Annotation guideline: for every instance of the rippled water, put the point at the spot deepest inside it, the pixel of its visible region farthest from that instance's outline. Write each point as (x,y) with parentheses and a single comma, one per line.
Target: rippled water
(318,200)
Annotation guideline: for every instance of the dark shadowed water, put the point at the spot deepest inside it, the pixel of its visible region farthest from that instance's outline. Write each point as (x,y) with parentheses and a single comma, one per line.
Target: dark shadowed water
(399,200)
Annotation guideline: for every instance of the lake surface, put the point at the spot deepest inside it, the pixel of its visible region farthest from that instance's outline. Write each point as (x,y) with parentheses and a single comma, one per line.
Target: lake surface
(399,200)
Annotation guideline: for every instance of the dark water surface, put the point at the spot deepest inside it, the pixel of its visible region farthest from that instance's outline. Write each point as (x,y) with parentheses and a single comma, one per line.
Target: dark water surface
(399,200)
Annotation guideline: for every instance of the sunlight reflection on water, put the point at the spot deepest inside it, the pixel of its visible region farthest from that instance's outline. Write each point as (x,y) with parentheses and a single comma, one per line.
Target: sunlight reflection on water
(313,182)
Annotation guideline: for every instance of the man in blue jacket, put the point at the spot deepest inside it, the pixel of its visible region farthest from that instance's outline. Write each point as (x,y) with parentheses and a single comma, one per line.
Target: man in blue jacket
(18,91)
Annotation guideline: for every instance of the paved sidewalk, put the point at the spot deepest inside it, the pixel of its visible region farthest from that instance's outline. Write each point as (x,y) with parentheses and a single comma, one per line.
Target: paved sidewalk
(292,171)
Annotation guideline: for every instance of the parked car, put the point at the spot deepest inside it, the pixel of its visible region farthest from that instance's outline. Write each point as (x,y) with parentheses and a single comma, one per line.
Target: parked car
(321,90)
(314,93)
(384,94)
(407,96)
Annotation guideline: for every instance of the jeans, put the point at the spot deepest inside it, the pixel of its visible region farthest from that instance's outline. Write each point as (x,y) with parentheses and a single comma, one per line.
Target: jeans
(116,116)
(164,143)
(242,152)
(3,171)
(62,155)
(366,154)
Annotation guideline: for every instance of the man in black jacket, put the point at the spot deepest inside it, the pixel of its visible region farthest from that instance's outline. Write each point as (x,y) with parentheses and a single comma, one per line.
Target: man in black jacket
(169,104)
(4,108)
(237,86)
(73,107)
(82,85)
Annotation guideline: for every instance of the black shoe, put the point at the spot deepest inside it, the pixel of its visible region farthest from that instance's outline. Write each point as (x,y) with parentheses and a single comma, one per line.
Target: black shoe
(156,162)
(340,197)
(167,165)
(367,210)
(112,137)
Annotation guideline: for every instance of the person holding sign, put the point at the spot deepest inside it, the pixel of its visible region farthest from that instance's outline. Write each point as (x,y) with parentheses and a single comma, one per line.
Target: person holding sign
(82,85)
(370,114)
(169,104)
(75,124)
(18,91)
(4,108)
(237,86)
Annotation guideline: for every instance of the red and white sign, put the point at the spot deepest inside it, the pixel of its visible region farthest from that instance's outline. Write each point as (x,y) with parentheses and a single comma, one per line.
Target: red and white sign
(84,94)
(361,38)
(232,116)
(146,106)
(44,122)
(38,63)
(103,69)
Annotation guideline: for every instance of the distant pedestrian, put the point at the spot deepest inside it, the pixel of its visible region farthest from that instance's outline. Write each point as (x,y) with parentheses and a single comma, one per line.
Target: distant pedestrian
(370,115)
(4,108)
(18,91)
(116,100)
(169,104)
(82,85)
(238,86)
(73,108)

————

[Written exercise]
Print out every record again, exactly and in full.

[Complete output]
Annotation guideline: for every instance of the rippled water, put the point at the spot deepest inside it, the pixel of its visible region farthest from that instance's outline. Write each point as (x,y) with parentheses and a single comma, one per line.
Target: rippled water
(318,200)
Annotation guideline: for every instance of the dark shadowed water, put the point at the spot deepest inside it, the pixel of its visible region farthest from that instance's outline. Write each point as (x,y) with parentheses and a single comma, one per line.
Target: dark shadowed water
(399,200)
Annotation guideline: for every instance of the lake surface, put the point at the spot deepest inside it, the pixel of its visible region farthest from that instance's outline. Write each point as (x,y) with parentheses and a single comma, one per line.
Target: lake surface
(399,200)
Annotation guideline: for every instance of the dark water surface, put the point at the spot deepest inside it, the pixel of its visible region farthest from that instance's outline. Write each point as (x,y) with parentheses and a single comma, one per line.
Target: dark water surface
(399,200)
Annotation guideline: for every instance of the sunlight reflection on water, put the point at the spot deepest inside it, the pixel of its visible region farthest from that instance's outline. Write each point as (x,y) with parentheses and a single comma, one per line.
Target: sunlight reflection on water
(313,182)
Annotation guideline: for every instance of the man in blue jacket, put the point at the spot deepest inside it, the pixel of its visible region farthest from that instance's outline. Write each point as (x,y) with parentheses and a single comma, one per line.
Target: man in blue jacket
(18,91)
Annotation guideline: for every instance of the paved sidewalk, put the point at the spot deepest inside it, the pixel of its visible region farthest from that instance's outline. Write each point as (x,y) with parentheses and a single comma, one per line.
Target: paved sidewalk
(292,171)
Annotation guideline: for every instance of the parked car, put the point at the spot deepest inside it, the pixel of its visible region farthest from that instance's outline. Write each point as (x,y) with parentheses and a single comma, one per line.
Target: parked car
(321,90)
(314,93)
(384,94)
(407,96)
Annotation guideline: for every instance of the jeans, put the point at the spot deepest inside it, the pixel of its visible region farthest from that instance's outline. Write each point as (x,y) with parentheses and a single comma, one per line.
Target: jeans
(116,116)
(164,143)
(242,152)
(3,171)
(62,155)
(366,154)
Annotation guideline: for every instance of the man in black jacket, put the point at the spot deepest inside it, the pixel of its visible region farthest from that instance's outline. Write each point as (x,y) with parentheses and a single comma, one per line.
Target: man in black jacket
(169,104)
(4,108)
(237,86)
(73,107)
(82,85)
Annotation guideline: for every instance of the black shoe, put the point at the spot deepest inside it, the pixel of its visible region farthest from that instance's outline. Write each point as (x,y) with parentheses and a single comma, one per line.
Target: black shoe
(156,162)
(340,197)
(167,165)
(367,210)
(112,137)
Annotation guideline: for every instance of the person holding sign, put the point at the spot deepest inside it, the pixel of its visible region farthest from that instance's outline. Write each point as (x,y) with parentheses and a single comma, one per line.
Target: person holding sign
(82,85)
(370,114)
(169,104)
(75,124)
(18,91)
(4,108)
(237,86)
Annotation guideline: for every instance of the red and white sign, put the point at the spot deepest inside it, the pixel of its visible region farthest from that instance's outline. Write each point as (x,y) with parentheses and a single comma, one per line.
Target: red and white sign
(84,94)
(361,38)
(232,116)
(146,106)
(44,122)
(38,63)
(103,69)
Annotation guideline: for every instance of the distant pedestrian, put the point at the spot deepest inside it, the pixel of its visible region farthest from that instance's outline. Write each point as (x,y) with parentheses and a single comma, one per line.
Target: distant pedestrian
(370,115)
(4,108)
(18,91)
(116,100)
(169,104)
(82,85)
(238,86)
(73,108)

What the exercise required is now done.